◆ Given exercise:
Gather every line of the data below that contains the word "gray" and copy each of those lines in full.

◆ Dataset rows:
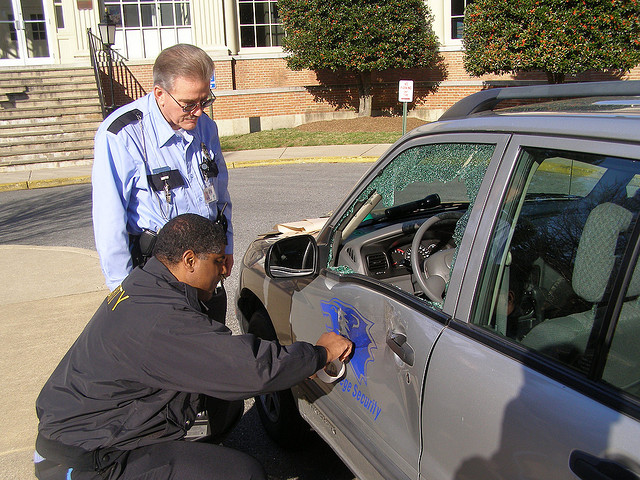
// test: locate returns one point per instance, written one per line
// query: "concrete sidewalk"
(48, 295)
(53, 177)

* * *

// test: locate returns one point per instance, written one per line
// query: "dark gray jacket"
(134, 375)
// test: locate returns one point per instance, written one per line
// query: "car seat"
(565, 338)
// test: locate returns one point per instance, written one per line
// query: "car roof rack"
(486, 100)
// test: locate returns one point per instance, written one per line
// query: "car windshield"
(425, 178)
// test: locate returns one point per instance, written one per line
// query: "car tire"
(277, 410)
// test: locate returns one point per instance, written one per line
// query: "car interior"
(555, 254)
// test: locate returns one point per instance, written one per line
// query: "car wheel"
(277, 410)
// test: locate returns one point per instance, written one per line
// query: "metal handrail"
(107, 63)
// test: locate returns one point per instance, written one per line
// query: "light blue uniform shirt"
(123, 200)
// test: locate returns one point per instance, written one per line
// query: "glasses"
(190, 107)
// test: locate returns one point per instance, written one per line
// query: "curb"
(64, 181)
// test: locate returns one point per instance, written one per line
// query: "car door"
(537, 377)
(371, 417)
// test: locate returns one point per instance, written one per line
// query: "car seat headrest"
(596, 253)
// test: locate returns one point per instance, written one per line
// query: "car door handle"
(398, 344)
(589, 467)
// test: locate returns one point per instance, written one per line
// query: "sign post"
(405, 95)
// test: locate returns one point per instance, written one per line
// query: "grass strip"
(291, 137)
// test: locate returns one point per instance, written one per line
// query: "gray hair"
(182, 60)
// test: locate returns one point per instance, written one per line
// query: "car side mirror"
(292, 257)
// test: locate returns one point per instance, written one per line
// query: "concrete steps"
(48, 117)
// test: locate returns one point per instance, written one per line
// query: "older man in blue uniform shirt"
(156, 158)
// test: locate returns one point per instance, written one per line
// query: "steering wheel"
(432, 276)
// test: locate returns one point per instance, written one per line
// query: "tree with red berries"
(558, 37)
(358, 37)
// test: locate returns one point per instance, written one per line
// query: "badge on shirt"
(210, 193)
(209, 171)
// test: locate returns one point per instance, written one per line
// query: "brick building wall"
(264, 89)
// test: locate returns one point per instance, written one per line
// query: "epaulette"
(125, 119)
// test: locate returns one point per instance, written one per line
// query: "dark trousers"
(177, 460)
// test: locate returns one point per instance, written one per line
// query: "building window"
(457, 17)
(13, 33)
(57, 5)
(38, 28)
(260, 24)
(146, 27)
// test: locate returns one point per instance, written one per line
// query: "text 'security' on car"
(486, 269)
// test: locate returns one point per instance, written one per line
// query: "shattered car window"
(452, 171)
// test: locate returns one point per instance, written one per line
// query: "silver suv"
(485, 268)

◆ Correct response:
// query: "dark gray jacket"
// query: "gray hair"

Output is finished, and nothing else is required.